# Source extract start
# PySpark DataFrames and SQL

[Jian Tao](https://orcid.org/0000-0003-4228-6089), Texas A&M University

May 1, 2021

### 1. Set up the PySpark environment first

In [None]:
# For each Google Colab, we will need to run this cell to ensure that PySpark is installed properly.
!pip install pyspark
from pyspark.sql import SparkSession
spark = SparkSession.builder.appName("Colab").config('spark.ui.port', '4050').getOrCreate()

# !wget https://bin.equinox.io/c/4VmDzA7iaHb/ngrok-stable-linux-amd64.zip
# !unzip -o ngrok-stable-linux-amd64.zip
# get_ipython().system_raw('./ngrok http 4050 &')
# !curl -s http://localhost:4040/api/tunnels | python3 -c "import sys, json; print(\"\nClick me to launch (give it a minute or two)\n\"); print(json.load(sys.stdin)['tunnels'][0]['public_url'])"

### 2. Create a DataFrame by reading from a CSV/JSON file

`spark.read.csv` can only read from local files, so we will have to download the CSV file from the URL first. We can use `SparkFiles` to do that or use `pandas`. For those CSV files with a header, please make sure to set `header=True` in the argument list for `spark.read.csv`. When the data types of the columns are not known, `inferSchema=True` will do the trick to automatically recognize the data types, but it is not perfect. In our example, `Horsepower` is not correctly recognized.

In [None]:
from pyspark import SparkFiles

csv_url = "https://raw.githubusercontent.com/jtao/AdvancedML/main/data/Auto.csv"
json_url = "https://raw.githubusercontent.com/jtao/dswebinar/master/pyspark/Auto.json"

spark.sparkContext.addFile(csv_url)
spark.sparkContext.addFile(json_url)

## One can create a spark dataframe from pandas dataframe as well.
# import pandas as pd
# df = spark.createDataFrame(pd.read_csv(url))
# Source extract end
# Supplied records start
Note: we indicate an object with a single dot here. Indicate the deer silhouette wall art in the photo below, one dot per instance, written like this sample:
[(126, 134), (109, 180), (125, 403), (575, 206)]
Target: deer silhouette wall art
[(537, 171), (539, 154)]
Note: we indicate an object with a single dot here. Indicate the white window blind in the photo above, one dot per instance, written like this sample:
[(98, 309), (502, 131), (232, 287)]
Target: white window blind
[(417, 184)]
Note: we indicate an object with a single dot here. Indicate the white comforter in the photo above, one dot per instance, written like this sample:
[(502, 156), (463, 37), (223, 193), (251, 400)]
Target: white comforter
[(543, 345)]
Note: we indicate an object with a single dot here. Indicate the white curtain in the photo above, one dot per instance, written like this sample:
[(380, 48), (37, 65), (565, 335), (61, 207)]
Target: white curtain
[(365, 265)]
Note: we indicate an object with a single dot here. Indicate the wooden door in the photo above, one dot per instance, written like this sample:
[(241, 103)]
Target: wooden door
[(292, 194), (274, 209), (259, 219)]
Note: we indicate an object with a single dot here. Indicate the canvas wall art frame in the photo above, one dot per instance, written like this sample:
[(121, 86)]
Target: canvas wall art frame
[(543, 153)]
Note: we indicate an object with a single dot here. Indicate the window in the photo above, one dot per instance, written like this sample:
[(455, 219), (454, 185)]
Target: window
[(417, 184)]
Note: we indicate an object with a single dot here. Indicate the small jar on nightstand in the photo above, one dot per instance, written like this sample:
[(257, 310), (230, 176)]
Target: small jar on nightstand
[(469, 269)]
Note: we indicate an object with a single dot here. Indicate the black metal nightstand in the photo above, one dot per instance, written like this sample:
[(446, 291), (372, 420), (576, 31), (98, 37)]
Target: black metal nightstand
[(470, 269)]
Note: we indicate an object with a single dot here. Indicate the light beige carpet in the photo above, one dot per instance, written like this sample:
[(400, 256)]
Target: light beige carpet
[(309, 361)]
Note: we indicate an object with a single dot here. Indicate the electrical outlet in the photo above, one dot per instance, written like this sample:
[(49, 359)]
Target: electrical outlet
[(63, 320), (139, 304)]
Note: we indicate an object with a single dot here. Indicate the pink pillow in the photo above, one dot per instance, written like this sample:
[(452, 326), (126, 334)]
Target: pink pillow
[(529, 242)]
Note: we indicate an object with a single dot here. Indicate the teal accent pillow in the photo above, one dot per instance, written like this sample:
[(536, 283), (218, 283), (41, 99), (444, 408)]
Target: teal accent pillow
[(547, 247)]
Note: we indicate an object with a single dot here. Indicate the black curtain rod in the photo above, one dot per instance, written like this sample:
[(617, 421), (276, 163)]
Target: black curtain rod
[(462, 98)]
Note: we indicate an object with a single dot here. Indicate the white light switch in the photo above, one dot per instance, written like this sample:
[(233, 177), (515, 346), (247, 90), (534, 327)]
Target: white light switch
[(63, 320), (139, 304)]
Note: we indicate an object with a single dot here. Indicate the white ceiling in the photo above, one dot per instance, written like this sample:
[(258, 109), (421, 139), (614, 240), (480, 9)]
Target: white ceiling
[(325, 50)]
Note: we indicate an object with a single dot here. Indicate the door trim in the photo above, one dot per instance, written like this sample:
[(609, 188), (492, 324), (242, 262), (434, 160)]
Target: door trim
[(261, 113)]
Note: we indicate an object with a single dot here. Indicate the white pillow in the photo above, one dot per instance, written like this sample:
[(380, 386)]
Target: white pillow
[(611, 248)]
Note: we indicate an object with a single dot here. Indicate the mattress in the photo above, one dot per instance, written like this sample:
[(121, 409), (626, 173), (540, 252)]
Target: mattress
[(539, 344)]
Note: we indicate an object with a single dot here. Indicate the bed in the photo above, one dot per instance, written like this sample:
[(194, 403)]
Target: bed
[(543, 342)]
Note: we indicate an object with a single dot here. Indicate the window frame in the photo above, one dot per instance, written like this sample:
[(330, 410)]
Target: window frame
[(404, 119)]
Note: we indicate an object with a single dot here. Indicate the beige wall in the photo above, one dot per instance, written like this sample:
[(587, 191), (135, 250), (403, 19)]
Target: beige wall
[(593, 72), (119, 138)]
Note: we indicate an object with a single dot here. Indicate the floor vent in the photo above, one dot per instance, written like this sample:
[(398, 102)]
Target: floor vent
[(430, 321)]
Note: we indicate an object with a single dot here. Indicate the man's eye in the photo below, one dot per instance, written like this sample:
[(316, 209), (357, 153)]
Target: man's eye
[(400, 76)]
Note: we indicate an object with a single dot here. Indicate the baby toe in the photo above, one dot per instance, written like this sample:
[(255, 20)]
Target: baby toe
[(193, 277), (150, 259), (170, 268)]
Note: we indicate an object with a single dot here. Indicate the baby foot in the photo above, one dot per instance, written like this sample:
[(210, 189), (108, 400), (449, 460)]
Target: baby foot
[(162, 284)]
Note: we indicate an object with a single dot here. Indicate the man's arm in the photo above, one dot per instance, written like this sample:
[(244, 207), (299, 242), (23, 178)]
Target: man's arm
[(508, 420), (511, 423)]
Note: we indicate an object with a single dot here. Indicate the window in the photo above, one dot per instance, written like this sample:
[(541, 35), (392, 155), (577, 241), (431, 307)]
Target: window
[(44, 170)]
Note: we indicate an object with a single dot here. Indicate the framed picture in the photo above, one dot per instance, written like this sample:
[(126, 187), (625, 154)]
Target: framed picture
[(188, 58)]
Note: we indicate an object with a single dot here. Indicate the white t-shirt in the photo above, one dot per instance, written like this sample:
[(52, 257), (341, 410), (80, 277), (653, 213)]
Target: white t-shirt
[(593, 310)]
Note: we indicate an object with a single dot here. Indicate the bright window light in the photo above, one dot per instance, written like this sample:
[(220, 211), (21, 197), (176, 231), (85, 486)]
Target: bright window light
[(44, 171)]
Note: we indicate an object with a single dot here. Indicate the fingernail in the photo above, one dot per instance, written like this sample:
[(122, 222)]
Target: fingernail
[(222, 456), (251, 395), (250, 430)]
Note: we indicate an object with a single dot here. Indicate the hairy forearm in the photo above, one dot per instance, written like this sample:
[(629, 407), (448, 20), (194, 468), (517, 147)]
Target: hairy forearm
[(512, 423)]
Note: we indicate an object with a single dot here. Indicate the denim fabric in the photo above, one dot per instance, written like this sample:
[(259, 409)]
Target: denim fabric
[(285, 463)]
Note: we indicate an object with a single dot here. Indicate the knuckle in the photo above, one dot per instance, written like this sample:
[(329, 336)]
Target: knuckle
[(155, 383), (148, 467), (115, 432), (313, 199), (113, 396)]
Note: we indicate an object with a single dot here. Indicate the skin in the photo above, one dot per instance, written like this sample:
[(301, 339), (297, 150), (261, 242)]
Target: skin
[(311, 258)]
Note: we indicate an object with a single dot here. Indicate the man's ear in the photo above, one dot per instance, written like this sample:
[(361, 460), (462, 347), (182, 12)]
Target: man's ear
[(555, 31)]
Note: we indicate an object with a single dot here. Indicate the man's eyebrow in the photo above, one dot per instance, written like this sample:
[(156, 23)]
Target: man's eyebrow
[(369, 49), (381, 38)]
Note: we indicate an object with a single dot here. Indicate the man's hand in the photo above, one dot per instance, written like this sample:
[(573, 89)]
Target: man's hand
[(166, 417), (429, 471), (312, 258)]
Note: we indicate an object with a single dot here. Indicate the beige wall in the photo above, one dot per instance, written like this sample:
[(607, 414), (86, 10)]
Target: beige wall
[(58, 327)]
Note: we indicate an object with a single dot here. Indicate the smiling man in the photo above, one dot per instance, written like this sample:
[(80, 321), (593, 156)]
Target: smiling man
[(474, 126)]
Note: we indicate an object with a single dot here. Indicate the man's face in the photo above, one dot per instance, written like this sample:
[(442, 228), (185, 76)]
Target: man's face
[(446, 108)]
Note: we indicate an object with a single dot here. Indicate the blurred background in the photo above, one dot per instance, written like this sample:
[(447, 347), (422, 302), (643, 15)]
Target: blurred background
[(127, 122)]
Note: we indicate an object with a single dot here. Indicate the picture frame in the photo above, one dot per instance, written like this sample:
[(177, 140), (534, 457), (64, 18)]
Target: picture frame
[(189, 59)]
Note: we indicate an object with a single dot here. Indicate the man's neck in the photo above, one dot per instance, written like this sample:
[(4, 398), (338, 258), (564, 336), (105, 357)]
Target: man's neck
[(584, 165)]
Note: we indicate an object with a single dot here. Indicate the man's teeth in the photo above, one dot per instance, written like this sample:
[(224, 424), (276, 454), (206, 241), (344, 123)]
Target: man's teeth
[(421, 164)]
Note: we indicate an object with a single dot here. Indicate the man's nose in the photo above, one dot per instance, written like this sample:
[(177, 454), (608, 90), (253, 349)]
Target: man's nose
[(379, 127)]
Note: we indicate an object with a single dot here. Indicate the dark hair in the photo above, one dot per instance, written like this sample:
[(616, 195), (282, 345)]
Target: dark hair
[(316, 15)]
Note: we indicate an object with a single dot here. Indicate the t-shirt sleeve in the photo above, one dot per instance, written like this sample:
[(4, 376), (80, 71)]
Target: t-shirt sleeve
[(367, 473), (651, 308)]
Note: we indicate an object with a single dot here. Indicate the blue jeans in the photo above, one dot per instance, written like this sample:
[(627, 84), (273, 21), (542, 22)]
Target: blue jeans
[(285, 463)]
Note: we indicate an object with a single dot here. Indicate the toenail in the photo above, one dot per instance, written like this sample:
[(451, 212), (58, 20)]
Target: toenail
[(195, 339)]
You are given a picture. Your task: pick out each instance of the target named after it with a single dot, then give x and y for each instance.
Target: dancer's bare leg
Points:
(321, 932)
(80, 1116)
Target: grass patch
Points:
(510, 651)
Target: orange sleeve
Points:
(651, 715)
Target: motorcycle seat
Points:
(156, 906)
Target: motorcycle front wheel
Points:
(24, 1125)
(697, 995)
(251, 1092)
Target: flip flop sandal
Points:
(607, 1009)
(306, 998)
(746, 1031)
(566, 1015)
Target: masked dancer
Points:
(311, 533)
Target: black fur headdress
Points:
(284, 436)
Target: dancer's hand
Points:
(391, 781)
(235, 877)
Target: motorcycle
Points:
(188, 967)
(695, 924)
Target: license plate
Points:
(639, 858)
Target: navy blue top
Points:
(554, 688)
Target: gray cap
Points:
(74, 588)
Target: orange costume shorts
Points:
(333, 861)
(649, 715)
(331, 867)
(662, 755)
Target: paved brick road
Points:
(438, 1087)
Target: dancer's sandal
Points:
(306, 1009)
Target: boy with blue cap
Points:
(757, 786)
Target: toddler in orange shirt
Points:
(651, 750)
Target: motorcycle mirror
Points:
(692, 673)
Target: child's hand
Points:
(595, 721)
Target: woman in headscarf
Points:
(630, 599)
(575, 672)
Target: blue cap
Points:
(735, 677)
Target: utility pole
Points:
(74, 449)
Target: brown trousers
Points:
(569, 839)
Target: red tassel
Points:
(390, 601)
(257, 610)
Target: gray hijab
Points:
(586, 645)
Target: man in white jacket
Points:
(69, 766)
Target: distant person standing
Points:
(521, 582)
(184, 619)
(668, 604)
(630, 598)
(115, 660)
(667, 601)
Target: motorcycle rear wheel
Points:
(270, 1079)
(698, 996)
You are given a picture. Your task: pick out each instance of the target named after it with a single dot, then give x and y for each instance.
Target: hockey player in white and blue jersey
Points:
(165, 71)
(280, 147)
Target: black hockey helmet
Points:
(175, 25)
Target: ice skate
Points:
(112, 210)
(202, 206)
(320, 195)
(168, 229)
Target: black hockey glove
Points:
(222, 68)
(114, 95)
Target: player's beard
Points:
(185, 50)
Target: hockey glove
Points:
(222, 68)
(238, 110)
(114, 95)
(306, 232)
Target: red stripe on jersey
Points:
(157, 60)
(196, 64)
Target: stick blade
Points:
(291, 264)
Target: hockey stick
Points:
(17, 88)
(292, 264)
# Supplied records end
Task instructions: From the PySpark tutorial, extract the passage starting at "May 1, 2021" and ending at "is installed properly.". You won't need the material for this.

The solution:
May 1, 2021

### 1. Set up the PySpark environment first

In [None]:
# For each Google Colab, we will need to run this cell to ensure that PySpark is installed properly.